◆ PROMPT ◆
Echo the lines of the stored entries below, character for character, starting at the line that contains "ceiling fan light" and ending at the line that contains "xmin=7 ymin=115 xmax=124 ymax=354", with both of those lines included.

** START OF MATERIAL FOR THIS TASK **

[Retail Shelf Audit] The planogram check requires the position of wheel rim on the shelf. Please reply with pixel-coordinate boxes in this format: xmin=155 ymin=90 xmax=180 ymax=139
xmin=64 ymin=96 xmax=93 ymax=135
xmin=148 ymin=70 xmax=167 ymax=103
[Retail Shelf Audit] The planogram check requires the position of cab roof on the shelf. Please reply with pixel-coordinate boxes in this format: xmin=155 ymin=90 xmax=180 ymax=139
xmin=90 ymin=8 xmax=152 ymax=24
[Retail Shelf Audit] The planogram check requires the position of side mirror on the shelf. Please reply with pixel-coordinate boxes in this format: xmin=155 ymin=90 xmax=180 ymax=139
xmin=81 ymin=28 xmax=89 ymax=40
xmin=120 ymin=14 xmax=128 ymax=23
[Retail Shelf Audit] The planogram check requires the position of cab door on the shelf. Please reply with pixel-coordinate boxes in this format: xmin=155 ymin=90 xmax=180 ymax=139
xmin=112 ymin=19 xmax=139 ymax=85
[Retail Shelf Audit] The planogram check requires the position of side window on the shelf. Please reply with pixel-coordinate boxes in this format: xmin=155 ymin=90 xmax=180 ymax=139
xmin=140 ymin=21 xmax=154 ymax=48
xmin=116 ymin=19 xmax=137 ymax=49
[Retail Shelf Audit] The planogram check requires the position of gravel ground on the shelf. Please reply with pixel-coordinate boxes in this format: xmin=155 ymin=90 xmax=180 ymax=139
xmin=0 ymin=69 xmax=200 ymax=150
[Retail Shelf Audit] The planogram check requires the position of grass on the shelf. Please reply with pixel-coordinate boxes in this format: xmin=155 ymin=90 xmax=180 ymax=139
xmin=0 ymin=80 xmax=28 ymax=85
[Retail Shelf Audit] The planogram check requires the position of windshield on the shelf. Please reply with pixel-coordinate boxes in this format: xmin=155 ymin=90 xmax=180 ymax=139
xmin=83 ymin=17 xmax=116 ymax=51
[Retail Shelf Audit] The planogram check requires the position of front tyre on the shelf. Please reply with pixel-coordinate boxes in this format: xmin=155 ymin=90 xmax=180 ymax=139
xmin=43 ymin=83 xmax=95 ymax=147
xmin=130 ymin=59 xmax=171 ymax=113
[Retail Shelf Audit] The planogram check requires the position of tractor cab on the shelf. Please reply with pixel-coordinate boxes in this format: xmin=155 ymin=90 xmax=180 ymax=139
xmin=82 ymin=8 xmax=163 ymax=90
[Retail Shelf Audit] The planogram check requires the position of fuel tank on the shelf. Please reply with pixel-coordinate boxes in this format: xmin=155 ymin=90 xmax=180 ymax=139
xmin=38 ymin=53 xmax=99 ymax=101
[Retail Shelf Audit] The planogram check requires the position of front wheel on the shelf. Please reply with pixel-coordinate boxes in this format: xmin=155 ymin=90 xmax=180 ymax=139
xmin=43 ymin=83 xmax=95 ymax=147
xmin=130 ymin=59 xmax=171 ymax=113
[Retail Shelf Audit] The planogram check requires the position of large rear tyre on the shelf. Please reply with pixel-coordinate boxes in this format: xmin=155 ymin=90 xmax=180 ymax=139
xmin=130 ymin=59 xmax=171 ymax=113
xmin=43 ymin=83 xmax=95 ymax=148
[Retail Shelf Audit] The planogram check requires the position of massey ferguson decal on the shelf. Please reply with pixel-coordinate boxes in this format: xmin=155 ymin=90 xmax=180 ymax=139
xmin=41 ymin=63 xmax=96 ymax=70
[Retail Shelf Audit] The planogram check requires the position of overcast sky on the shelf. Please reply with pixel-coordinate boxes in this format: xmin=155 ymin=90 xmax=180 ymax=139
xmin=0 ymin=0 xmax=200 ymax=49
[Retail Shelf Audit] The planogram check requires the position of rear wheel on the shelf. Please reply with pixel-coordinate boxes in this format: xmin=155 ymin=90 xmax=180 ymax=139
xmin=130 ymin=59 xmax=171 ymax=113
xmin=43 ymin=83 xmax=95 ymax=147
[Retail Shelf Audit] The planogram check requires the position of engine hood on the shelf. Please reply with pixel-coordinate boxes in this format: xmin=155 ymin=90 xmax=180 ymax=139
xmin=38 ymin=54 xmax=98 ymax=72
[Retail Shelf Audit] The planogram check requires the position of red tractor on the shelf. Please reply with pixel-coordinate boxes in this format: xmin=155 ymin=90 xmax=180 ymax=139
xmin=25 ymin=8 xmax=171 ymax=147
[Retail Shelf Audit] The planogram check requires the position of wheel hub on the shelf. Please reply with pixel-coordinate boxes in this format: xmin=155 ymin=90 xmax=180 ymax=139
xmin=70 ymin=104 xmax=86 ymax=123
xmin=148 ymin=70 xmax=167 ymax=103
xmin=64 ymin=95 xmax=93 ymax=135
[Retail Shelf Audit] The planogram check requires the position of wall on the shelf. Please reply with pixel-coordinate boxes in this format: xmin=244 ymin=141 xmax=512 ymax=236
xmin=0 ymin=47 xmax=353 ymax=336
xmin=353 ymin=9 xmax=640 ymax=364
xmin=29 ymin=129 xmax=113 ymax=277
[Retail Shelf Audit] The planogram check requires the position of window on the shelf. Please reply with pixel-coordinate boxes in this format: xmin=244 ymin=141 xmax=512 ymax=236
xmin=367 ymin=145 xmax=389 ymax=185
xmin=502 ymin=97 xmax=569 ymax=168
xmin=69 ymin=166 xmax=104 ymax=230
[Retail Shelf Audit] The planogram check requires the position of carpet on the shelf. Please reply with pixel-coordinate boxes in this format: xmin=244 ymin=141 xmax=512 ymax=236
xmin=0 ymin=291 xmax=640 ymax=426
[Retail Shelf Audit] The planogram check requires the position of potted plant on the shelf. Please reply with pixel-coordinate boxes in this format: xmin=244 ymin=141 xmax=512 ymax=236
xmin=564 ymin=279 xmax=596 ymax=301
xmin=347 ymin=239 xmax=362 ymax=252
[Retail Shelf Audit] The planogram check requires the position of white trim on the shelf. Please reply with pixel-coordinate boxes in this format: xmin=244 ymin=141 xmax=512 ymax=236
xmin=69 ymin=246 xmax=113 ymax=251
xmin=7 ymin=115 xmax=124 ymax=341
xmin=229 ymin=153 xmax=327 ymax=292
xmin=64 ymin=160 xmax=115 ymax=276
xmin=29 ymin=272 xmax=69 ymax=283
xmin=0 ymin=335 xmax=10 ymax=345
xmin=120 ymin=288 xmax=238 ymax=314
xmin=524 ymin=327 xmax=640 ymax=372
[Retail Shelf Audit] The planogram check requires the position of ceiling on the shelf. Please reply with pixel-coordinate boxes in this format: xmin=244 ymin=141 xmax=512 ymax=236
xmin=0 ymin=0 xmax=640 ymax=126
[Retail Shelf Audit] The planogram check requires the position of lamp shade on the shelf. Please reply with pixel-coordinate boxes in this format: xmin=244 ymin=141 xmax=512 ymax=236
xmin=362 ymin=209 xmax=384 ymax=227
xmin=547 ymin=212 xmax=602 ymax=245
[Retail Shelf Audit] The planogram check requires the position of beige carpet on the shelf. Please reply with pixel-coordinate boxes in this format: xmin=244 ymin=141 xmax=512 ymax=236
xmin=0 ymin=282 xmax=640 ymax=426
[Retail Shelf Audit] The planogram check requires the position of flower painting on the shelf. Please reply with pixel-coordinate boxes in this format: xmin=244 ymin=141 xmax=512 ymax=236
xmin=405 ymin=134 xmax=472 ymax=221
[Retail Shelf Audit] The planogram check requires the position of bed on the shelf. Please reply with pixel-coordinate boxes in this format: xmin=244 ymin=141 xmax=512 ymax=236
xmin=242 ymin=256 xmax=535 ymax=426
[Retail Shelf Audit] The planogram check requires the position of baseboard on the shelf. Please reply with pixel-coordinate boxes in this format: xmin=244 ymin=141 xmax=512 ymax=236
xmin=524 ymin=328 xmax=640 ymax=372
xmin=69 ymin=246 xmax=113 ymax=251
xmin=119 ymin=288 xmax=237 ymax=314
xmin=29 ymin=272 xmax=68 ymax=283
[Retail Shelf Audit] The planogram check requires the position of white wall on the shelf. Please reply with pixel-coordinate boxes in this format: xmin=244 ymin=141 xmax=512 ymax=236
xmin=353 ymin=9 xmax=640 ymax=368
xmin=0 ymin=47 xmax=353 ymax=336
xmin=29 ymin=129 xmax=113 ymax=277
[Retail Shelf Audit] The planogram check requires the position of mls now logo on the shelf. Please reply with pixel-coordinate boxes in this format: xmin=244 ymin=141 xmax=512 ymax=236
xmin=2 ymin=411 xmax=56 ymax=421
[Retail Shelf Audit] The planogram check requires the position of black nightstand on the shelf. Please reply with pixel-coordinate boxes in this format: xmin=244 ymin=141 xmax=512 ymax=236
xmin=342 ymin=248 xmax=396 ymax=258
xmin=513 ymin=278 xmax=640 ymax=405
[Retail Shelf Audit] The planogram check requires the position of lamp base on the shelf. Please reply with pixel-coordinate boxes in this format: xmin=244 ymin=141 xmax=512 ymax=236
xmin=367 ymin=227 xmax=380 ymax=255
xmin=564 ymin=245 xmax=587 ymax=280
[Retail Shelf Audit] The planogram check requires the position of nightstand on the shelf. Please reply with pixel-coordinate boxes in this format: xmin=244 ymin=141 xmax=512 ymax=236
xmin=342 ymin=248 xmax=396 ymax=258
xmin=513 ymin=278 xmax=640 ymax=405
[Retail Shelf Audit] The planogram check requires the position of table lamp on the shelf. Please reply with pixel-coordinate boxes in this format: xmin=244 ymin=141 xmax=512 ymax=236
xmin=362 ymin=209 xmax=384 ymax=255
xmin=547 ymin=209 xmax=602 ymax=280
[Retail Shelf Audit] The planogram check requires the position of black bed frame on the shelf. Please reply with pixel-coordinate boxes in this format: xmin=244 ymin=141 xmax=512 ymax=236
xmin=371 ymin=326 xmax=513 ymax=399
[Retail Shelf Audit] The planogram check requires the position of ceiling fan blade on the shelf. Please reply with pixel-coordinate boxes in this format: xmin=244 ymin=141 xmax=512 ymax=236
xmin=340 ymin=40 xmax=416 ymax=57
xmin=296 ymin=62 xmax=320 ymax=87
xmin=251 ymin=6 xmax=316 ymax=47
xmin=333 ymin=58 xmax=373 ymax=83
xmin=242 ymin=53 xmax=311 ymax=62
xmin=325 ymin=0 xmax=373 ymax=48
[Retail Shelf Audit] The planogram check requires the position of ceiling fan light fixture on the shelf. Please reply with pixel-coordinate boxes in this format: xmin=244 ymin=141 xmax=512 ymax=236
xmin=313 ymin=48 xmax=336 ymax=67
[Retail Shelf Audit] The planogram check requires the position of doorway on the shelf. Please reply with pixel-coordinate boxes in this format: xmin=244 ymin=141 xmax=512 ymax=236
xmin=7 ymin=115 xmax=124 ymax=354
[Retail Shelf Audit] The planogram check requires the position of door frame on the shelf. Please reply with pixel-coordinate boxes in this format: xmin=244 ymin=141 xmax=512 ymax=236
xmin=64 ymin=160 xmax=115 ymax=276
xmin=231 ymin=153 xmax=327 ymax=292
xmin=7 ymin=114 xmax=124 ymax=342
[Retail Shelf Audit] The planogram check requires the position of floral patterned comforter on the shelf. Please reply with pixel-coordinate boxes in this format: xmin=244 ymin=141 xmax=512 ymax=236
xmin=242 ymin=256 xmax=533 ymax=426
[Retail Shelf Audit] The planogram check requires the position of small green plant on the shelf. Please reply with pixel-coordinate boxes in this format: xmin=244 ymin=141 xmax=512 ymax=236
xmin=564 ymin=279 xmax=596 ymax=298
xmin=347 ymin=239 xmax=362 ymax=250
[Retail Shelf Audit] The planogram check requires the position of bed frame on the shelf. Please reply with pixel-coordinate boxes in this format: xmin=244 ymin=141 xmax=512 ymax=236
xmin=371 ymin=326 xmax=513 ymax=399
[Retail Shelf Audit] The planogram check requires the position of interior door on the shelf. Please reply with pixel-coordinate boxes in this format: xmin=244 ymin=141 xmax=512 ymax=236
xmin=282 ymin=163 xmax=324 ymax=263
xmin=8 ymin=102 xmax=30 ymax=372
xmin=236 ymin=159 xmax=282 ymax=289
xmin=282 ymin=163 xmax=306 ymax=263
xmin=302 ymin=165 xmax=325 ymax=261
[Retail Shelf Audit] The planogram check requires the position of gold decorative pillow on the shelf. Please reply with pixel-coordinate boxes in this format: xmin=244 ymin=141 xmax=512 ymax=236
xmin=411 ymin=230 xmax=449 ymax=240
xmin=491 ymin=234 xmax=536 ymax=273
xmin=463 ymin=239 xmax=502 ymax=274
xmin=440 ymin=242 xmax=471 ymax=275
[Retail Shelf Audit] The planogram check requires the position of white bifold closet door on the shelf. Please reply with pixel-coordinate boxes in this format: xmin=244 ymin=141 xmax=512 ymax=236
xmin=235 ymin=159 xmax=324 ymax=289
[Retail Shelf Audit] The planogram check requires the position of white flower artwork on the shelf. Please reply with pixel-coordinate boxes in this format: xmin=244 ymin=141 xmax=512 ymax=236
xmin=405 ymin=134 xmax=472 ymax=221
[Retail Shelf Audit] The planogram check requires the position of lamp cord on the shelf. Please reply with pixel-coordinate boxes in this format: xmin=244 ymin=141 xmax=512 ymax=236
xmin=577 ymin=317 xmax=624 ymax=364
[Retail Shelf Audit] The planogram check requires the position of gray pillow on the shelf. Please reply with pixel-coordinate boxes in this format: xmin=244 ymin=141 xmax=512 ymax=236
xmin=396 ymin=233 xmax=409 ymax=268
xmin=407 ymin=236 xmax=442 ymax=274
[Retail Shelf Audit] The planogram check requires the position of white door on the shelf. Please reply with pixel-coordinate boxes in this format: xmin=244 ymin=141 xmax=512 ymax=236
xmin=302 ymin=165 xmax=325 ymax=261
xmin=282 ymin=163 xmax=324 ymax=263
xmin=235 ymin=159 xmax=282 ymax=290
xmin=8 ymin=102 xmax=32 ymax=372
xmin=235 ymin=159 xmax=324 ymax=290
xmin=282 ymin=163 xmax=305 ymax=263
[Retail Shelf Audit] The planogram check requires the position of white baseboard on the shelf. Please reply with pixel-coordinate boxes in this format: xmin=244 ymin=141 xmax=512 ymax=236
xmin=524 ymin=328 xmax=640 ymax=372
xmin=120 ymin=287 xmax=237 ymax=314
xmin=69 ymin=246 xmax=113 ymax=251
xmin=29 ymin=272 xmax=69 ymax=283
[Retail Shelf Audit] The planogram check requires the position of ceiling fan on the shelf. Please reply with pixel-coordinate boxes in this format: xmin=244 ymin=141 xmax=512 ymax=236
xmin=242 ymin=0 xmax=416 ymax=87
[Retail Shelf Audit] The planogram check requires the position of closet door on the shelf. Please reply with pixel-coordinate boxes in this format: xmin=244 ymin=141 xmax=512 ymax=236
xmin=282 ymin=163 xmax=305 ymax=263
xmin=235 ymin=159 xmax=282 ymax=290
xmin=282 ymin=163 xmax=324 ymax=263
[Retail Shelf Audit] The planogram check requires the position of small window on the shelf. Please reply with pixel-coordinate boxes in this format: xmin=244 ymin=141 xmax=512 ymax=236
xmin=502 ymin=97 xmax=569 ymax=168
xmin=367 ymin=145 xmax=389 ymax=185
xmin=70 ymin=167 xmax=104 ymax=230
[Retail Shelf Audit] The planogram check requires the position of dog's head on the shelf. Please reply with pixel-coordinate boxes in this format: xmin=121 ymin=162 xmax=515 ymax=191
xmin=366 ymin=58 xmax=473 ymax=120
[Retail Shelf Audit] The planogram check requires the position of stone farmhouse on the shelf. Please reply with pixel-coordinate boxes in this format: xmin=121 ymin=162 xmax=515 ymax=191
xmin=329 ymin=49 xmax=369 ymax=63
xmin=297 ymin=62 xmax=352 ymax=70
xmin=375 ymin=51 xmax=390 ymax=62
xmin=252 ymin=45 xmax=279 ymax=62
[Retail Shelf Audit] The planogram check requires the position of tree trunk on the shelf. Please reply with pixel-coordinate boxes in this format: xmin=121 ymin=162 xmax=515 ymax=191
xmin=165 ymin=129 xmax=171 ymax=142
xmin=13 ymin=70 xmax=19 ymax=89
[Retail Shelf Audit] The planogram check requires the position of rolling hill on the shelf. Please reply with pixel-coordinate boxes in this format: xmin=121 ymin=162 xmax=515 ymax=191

** END OF MATERIAL FOR THIS TASK **

◆ COMPLETE OUTPUT ◆
[Retail Shelf Audit] The planogram check requires the position of ceiling fan light fixture on the shelf. Please reply with pixel-coordinate boxes in this format: xmin=244 ymin=141 xmax=512 ymax=236
xmin=313 ymin=48 xmax=336 ymax=67
[Retail Shelf Audit] The planogram check requires the position of doorway on the shelf. Please reply with pixel-coordinate boxes in this format: xmin=244 ymin=141 xmax=512 ymax=236
xmin=7 ymin=115 xmax=124 ymax=354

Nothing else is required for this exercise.